(Passage given):
— Start —

From: Kenneth Whistler (kenw@sybase.com)
Date: Thu Apr 29 2004 - 19:56:31 EDT
Peter Kirk wrote, in response to Ernest Cline:
> >... It simply is impossible
> >to simulate non-zero canonical combining class characters in Unicode
> >with anything other than a character with the appropriate canonical
> >combining class. ...
> >
>
> True. But fortunately Unicode don't really need to worry about
> normalisation of PUA data, as this is surely out of its scope.
Not quite. PUA code points are subject to the Unicode normalization
algorithm, as well as any other. Their behavior in NFC or NFD,
for example, is rigidly defined, if trivial: a PUA code point
normalizes to itself.
That doesn't prevent a user of PUA code points, defined as
whatever characters, from also defining equivalences among
PUA characters (or sequences) or between PUA characters
(or sequences) and standard Unicode characters (or sequences),
and then "normalizing" data based on those equivalences.
Any such normalization would *not*, however, be Unicode
normalization, as defined in UAX #15. Such equivalences, which
depend on interpretations of PUA code points that are the
result of private agreement, are themselves subject to
private agreement.

— End —

(Directive A):
Copy the records word for word, from their first line through the line containing "top-left (230, 225), bottom-right (261, 258)".

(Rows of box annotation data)
— Start —

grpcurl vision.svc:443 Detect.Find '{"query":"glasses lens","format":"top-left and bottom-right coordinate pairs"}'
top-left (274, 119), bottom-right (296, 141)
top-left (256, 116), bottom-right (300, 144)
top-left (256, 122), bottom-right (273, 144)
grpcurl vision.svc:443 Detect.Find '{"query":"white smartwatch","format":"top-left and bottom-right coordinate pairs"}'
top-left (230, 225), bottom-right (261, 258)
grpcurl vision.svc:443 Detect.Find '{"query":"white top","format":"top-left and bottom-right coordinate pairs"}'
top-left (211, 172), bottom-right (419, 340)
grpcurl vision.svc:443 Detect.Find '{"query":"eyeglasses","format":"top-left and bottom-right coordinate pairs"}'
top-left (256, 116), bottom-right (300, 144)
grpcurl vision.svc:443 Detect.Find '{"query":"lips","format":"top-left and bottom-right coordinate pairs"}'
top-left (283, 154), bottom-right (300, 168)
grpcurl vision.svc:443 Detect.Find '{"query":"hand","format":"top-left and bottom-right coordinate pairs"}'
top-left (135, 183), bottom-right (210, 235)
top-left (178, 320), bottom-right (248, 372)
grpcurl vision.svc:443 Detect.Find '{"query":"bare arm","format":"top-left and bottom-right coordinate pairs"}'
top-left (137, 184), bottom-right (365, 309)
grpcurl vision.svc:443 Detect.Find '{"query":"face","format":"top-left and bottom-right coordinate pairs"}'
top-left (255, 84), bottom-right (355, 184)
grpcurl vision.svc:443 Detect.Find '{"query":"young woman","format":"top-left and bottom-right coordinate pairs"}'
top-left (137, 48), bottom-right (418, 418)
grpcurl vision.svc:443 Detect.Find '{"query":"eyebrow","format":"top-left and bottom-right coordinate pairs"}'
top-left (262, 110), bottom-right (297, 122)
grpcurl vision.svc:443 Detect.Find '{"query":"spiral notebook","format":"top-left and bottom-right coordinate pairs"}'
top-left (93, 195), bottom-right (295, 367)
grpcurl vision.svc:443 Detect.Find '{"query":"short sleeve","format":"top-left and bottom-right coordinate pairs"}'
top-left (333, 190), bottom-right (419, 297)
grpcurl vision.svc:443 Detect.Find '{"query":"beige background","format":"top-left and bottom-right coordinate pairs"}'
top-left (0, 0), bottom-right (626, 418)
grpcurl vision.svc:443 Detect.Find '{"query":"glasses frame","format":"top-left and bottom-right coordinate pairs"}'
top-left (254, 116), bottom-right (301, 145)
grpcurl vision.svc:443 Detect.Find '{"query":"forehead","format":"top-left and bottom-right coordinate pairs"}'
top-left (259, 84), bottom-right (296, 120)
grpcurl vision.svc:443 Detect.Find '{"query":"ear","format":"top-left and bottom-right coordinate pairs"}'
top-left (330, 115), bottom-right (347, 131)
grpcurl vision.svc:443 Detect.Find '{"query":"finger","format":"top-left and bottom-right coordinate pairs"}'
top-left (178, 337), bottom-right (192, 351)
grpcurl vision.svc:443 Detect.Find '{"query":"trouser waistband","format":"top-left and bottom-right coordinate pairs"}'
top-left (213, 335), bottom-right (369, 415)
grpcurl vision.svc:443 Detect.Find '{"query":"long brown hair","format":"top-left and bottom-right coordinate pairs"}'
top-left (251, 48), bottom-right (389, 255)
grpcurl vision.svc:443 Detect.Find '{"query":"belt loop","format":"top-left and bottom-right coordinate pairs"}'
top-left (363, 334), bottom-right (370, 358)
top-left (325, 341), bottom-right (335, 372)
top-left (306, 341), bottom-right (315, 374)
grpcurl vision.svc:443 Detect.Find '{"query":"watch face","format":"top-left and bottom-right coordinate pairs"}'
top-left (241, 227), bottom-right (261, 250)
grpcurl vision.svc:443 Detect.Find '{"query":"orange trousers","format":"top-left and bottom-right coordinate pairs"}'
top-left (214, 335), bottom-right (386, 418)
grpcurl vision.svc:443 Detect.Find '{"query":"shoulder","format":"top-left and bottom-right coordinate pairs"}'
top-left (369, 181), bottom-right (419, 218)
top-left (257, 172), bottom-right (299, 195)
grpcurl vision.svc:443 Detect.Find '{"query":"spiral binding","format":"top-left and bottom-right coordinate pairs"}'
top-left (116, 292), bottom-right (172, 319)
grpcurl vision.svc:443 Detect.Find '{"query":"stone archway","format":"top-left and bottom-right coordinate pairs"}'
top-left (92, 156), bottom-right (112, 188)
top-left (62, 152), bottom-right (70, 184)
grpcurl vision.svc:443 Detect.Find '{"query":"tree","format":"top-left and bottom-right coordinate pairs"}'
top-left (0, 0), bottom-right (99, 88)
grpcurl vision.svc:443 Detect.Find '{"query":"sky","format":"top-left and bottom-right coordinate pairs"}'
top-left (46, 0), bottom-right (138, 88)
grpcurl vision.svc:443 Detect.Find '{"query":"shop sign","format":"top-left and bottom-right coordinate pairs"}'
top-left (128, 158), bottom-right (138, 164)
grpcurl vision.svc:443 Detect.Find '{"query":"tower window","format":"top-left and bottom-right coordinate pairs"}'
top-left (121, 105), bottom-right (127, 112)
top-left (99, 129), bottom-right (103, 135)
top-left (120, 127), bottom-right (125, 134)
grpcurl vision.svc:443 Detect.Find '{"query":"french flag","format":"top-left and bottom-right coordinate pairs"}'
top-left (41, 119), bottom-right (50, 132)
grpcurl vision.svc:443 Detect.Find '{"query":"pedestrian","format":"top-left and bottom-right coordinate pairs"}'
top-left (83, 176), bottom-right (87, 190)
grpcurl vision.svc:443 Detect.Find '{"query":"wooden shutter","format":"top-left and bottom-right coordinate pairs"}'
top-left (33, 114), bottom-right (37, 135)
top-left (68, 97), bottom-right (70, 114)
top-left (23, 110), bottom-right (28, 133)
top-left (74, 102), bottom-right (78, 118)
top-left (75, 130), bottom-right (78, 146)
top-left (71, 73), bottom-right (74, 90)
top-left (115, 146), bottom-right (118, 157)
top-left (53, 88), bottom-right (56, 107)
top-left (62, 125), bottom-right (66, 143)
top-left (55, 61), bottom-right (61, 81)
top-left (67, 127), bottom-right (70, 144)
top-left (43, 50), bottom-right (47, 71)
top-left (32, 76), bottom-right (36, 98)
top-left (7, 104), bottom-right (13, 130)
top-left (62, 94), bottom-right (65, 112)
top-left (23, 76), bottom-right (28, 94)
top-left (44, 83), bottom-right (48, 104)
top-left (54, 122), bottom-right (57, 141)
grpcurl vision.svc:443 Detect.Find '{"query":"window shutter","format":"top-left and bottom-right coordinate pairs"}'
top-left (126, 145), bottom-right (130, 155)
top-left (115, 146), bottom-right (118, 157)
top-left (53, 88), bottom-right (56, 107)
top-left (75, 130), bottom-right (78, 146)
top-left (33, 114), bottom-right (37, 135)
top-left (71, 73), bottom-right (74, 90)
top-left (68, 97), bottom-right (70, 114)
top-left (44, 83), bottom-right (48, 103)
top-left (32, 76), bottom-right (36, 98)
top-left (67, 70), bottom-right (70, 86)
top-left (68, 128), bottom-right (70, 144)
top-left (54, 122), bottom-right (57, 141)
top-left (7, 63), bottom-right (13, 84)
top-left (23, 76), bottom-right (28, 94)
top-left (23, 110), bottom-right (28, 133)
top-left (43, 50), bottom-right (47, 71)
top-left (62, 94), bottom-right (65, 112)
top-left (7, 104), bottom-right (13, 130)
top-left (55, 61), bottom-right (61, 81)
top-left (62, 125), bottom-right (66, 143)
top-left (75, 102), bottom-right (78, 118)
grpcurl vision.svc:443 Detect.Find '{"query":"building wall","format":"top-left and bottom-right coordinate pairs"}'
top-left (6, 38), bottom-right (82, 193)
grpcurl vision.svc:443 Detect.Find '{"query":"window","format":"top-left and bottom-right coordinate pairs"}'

— End —

(Directive B):
In the post on Unicode normalization of PUA code points, what does a PUA code point normalize to in NFC or NFD?

(Final answer A):
grpcurl vision.svc:443 Detect.Find '{"query":"glasses lens","format":"top-left and bottom-right coordinate pairs"}'
top-left (274, 119), bottom-right (296, 141)
top-left (256, 116), bottom-right (300, 144)
top-left (256, 122), bottom-right (273, 144)
grpcurl vision.svc:443 Detect.Find '{"query":"white smartwatch","format":"top-left and bottom-right coordinate pairs"}'
top-left (230, 225), bottom-right (261, 258)

(Final answer B):
It normalizes to itself.